«Молодежь больна „фирмоманией“. Бороться с ней — противопоставить советскую атрибутику буржуазной». Разговор о моральных паниках в БССР

23 680
03 августа 2018 в 8:00
Источник: Полина Шумицкая . Фото: из личного архива Алексея Браточкина. Иллюстрации: Олег Гирель.

«Молодежь больна „фирмоманией“. Бороться с ней — противопоставить советскую атрибутику буржуазной». Разговор о моральных паниках в БССР

Источник: Полина Шумицкая . Фото: из личного архива Алексея Браточкина. Иллюстрации: Олег Гирель.
Из года в год мы слышим, что «молодежь уже не та», а «традиционные ценности» забыты бездушными потомками. Конечно, шуток о «духовных скрепах» может быть сколько угодно, но если говорить о предмете серьезно, то с чем мы имеем дело? Что такое моральная паника в масштабе целого народа? О каких «нравственных устоях» беспокоились белорусы во времена позднего СССР? За что клеймили минчан, покупавших джинсы с заграничными лейблами на «Комаровке» в конце 80-х? Обо всем этом — в сегодняшнем «Неформате» с историком Алексеем Браточкиным.

Кто это?

Алексей Браточкин — историк, стипендиат CASE (Литва), преподаватель, руководитель концентрации колледжа ECLAB «Публичная история». Упорно просит не называть его авторитетным белорусским интеллектуалом (а мы все равно это сделаем). Сфера интересов — эпоха перестройки, память о советском прошлом. Сейчас проходит стажировку в Праге.


— Итак, давайте определимся с понятием. Что такое «моральная паника»? Это когда в России началась повсеместная истерия по поводу усыновления детей американцами, например?

— Я использую такое определение «моральной паники» — это сильный, часто преувеличенный общественный страх или беспокойство по поводу новых социальных явлений или роли определенной группы людей, которые, как думают, являются «угрозой» для общественных ценностей или интересов. Это нейтральное определение, академическое. Интересно, что в русскоязычной «Википедии» понятию «моральная  паника» уже придается определенное значение и она описывается как «истерия». В то время как в англоязычной «Википедии» предлагают более нейтральное определение. Как исследователь, я призываю к бесстрастному восприятию этого явления, поскольку оно часто является частью механизма социальных изменений. Дебаты об избрании Трампа в Америке, паника по поводу угрозы педофилии или движение против сексуального харрасмента и насилия #metoo — во всем этом есть элементы «моральной паники». Мы просто должны их анализировать, чтобы понять, что происходит.

ПРЕДОСТАВЛЕННЫЕ ДАННЫЕ =
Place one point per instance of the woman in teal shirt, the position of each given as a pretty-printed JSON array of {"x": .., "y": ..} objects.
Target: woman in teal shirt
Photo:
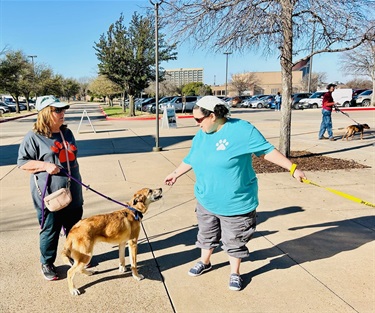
[{"x": 226, "y": 185}]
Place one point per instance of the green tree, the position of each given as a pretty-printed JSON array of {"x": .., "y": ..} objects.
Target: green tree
[
  {"x": 103, "y": 87},
  {"x": 48, "y": 83},
  {"x": 294, "y": 30},
  {"x": 70, "y": 88},
  {"x": 127, "y": 55},
  {"x": 13, "y": 74}
]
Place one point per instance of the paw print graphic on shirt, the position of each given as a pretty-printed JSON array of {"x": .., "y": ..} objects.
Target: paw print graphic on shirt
[
  {"x": 59, "y": 149},
  {"x": 222, "y": 144}
]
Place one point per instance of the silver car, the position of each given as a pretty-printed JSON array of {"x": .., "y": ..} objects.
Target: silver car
[{"x": 176, "y": 102}]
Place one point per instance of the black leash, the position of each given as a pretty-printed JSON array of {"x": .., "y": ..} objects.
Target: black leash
[
  {"x": 346, "y": 114},
  {"x": 137, "y": 215}
]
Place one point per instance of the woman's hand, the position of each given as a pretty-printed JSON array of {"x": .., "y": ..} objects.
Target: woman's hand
[
  {"x": 170, "y": 179},
  {"x": 51, "y": 168}
]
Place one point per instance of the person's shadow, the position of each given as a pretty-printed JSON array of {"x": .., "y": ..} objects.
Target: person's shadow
[{"x": 337, "y": 237}]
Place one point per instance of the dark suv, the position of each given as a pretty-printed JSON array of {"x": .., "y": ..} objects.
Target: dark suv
[
  {"x": 296, "y": 97},
  {"x": 176, "y": 102}
]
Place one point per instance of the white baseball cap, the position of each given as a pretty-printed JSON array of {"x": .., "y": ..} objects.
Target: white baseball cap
[
  {"x": 209, "y": 103},
  {"x": 45, "y": 101}
]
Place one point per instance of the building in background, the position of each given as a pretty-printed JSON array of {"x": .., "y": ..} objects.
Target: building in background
[
  {"x": 268, "y": 83},
  {"x": 183, "y": 76}
]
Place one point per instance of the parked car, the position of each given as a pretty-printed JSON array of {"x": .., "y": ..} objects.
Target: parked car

ПИСЬМЕННОЕ ЗАДАНИЕ = В каком городе, согласно тексту о моральных паниках в БССР, проходит стажировку историк Алексей Браточкин?

ОТВЕТ НА ЗАДАНИЕ = В Праге.